■ **Activity list**:
**a.** In the quantum dots article, turn the paragraph that begins "Two of the winners are" into a short list that gives each winner, where they work, and what they did.
**b.** List every use that the quantum dots article says the dots are already being put to.

■ **Quoted passage**:
# # # # # # #

Nobel prize for chemistry 2023 goes to trio behind quantum dots work

Moungi Bawendi, Louis Brus and Alexei Ekimov have been awarded the Nobel prize for chemistry

Niklas Elmehed/Nobel Prize Outreach

The 2023 Nobel prize in chemistry has been given to three developers of quantum dots – particles so small that their electrical and optical properties are influenced by quantum physics.

Two of the winners are Louis Brus at Columbia University and Alexei Ekimov at Nanocrystals Technology, both in New York, who discovered the technology in the 1980s while working separately. The third winner is Moungi Bawendi at the Massachusetts Institute of Technology in Boston, who developed better techniques for making the dots, which are also known as semiconductor nanocrystals.

The crystals are made from compounds such as lead sulphide or cadmium selenide and are only a few nanometres in size – or about one-thousandth the width of a human hair.

Because the crystals are so small, they have properties somewhere between individual atoms, which are governed by the laws of quantum physics, and ordinary larger pieces of material made from the same compounds.

Within quantum dots, electrons can only occupy discrete energy levels, which means that if excited, they emit light at specific wavelengths, depending on the properties of the crystal.

The dots are already being used to make lights, lasers and TV display screens, and are also being used in medical research, for instance to help image different structures within living tissues.

They are also being investigated as an aid to surgery for cancer because, if linked to targeting molecules and injected into someone with the condition, they home in on tumour cells and glow brightly, allowing only cancerous tissue to be removed during the operation.

The crystals may also be used to deliver toxic anti-cancer drugs only to the site of a tumour and to glow once they have dumped their cargo.

Speaking during a press conference on 4 October, Bawendi said: “I didn’t think it would be me that would get this prize. It’s a field with a lot of people that have contributed to it.”

The Nobel decision was leaked to a Swedish newspaper called Aftonbladet several hours before it was officially announced.

# # # # # # #

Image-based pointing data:
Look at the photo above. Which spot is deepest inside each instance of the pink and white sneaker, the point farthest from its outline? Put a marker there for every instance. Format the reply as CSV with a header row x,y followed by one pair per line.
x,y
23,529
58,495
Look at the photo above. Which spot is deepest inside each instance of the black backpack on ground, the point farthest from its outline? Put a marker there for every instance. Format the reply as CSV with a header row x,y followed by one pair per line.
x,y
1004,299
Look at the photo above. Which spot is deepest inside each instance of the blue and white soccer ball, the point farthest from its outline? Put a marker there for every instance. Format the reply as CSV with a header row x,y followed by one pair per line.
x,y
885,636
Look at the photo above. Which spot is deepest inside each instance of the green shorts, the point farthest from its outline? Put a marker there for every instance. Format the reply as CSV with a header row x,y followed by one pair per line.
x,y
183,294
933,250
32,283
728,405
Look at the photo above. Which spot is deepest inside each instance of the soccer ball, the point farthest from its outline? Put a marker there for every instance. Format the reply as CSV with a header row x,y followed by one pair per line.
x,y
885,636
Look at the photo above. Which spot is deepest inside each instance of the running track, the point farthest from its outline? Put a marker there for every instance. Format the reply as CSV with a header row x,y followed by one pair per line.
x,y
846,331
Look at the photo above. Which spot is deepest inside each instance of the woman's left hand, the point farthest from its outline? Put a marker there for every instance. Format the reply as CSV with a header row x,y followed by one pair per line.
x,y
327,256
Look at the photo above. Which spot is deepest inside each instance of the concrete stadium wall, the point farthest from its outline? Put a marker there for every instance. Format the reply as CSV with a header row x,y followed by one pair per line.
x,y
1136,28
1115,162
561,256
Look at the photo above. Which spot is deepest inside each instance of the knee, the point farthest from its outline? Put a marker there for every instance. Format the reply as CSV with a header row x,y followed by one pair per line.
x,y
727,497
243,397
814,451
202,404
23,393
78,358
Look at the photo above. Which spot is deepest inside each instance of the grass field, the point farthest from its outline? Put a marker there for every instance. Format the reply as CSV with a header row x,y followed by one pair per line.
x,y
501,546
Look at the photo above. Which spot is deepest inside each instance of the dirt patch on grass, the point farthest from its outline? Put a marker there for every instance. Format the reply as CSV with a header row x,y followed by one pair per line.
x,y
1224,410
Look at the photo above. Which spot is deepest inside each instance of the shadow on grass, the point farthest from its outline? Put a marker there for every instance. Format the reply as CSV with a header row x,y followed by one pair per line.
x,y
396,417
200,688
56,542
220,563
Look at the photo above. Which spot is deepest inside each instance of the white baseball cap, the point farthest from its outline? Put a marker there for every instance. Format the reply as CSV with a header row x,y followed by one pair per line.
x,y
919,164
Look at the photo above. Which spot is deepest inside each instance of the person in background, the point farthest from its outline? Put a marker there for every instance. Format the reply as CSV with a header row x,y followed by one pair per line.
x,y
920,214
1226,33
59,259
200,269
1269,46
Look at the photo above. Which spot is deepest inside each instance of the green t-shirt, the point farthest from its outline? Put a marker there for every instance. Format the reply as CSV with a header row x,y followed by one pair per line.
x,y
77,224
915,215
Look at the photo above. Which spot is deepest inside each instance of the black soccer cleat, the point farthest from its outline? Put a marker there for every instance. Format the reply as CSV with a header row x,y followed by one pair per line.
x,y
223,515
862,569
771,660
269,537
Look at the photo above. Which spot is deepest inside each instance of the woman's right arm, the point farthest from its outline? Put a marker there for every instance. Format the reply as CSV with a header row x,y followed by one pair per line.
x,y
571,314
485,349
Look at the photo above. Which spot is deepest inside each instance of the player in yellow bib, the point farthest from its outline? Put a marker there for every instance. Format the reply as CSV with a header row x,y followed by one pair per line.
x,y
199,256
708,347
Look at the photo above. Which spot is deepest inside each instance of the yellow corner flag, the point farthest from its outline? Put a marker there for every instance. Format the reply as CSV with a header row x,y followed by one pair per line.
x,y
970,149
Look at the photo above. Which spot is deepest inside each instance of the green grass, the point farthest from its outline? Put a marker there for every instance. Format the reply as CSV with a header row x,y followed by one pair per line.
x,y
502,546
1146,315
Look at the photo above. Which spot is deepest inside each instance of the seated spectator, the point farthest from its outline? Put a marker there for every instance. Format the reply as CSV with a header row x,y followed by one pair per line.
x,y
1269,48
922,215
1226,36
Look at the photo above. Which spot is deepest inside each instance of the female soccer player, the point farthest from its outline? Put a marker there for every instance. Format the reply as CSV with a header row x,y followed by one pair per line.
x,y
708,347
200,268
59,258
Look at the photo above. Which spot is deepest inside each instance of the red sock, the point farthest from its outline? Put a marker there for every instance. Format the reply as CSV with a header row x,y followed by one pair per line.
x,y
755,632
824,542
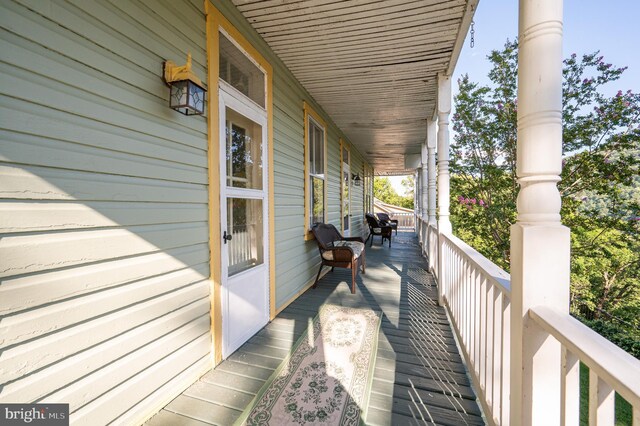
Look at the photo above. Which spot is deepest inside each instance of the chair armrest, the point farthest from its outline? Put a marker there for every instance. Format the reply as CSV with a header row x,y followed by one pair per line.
x,y
353,239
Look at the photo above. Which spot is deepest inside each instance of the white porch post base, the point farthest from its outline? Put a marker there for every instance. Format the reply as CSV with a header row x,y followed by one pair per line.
x,y
539,276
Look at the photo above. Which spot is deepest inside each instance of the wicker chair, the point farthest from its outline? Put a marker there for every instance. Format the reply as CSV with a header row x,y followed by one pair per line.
x,y
336,250
377,228
386,220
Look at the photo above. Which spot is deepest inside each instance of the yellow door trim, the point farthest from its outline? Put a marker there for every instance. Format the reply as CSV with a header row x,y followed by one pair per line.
x,y
215,22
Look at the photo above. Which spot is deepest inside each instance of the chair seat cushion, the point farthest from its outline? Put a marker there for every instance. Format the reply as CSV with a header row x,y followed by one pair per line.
x,y
356,246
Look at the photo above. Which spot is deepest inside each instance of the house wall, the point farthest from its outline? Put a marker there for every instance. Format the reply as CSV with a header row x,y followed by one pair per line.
x,y
104,257
297,260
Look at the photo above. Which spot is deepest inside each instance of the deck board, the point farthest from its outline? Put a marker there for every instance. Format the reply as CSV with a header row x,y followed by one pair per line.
x,y
419,376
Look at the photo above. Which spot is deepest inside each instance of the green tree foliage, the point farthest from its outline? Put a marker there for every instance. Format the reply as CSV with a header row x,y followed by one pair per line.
x,y
384,192
599,184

# # # # # # #

■ **Expected results**:
**a.**
- Louis Brus, Columbia University, New York: discovered the technology in the 1980s.
- Alexei Ekimov, Nanocrystals Technology, New York: also discovered it in the 1980s, working separately.
- Moungi Bawendi, Massachusetts Institute of Technology, Boston: developed better techniques for making the dots, also called semiconductor nanocrystals.

**b.**
- Lights
- Lasers
- TV display screens
- Medical research, for instance imaging different structures within living tissues